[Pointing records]
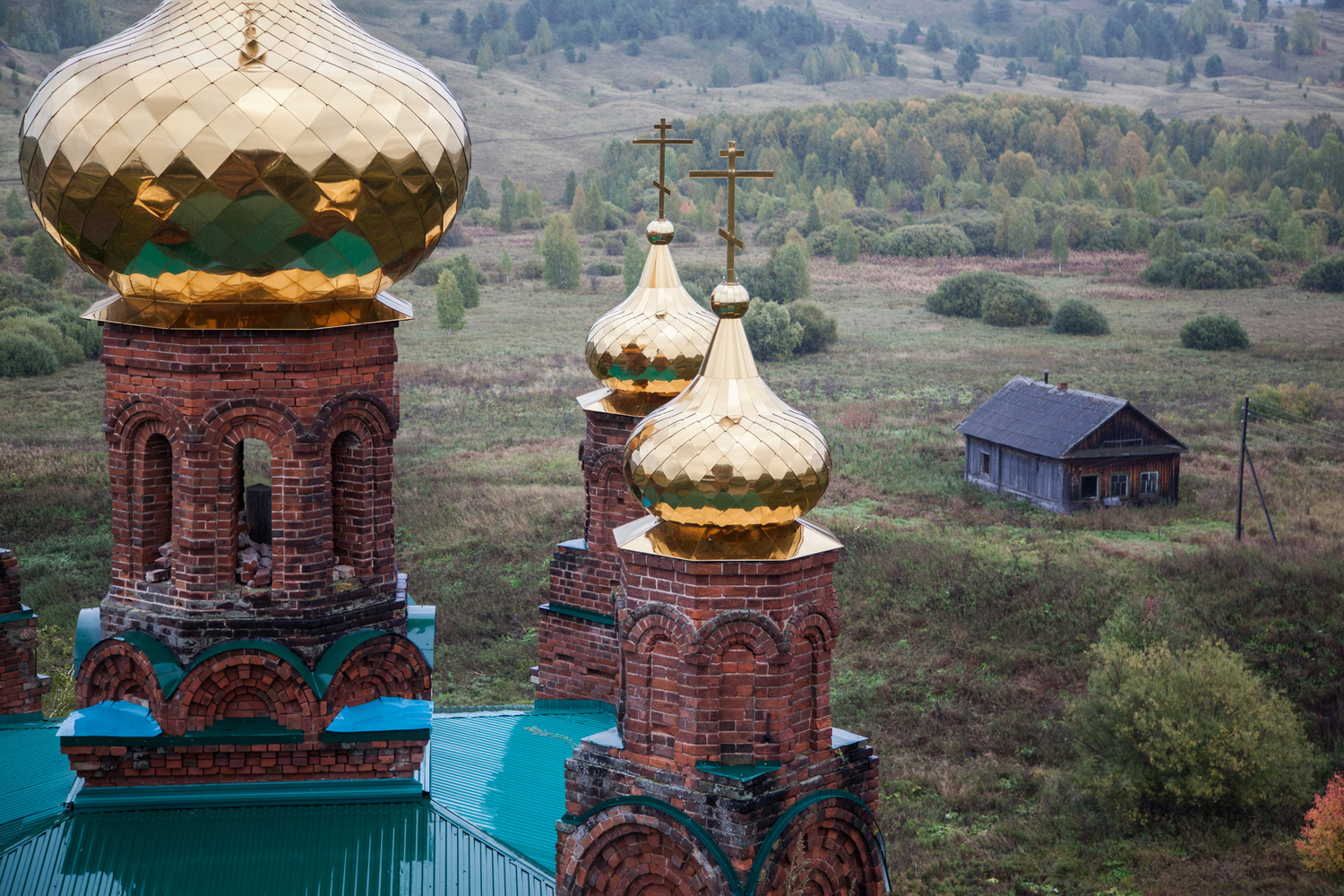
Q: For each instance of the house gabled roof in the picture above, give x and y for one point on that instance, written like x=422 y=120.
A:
x=1039 y=418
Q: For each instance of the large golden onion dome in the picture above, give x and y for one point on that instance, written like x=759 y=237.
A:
x=728 y=468
x=257 y=166
x=650 y=347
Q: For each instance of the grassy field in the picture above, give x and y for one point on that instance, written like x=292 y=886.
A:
x=967 y=616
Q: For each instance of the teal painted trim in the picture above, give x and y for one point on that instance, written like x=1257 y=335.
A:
x=23 y=720
x=26 y=613
x=793 y=812
x=572 y=705
x=676 y=814
x=273 y=648
x=167 y=669
x=578 y=613
x=88 y=633
x=737 y=772
x=271 y=793
x=336 y=654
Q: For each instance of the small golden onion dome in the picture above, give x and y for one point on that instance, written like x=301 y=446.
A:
x=650 y=347
x=728 y=454
x=258 y=166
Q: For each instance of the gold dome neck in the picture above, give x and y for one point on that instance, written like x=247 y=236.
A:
x=650 y=347
x=268 y=164
x=728 y=454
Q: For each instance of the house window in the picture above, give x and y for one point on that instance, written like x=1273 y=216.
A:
x=1088 y=489
x=1120 y=485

→ **Exercise aim**
Retype the rows above verbatim, line for line, omitting the pictures.

→ **Response for this exercise**
Q: For each instance of the house gabled roof in the picture above, give x and y for one point on that instance, written like x=422 y=120.
A:
x=1039 y=418
Q: For each instance of the large golden onion dome in the picture above, give x and y for one point on that instance, written like x=759 y=237.
A:
x=728 y=468
x=257 y=166
x=650 y=347
Q: For each instance of the grassy field in the picture above, give x and y for one point on that instance, written like x=292 y=886.
A:
x=967 y=616
Q: For each instance of the teal painted trim in the picture above, give x and y for one point on that instance, written like x=1257 y=335.
A:
x=23 y=720
x=26 y=613
x=793 y=812
x=572 y=705
x=676 y=814
x=273 y=648
x=167 y=669
x=578 y=613
x=88 y=633
x=737 y=772
x=271 y=793
x=336 y=654
Q: For each instance of the small golden onion dome in the picture above, give x and y for one point on that instance, written like x=301 y=446.
A:
x=650 y=347
x=728 y=454
x=258 y=166
Q: For each instance of the gold dome neck in the picture above, give x and y for one point on that instance, written like x=247 y=236.
A:
x=650 y=347
x=268 y=164
x=728 y=454
Q: For each instance of the house window in the picture above, give x and y for one point on that instance, written like x=1273 y=216.
A:
x=1088 y=489
x=1120 y=485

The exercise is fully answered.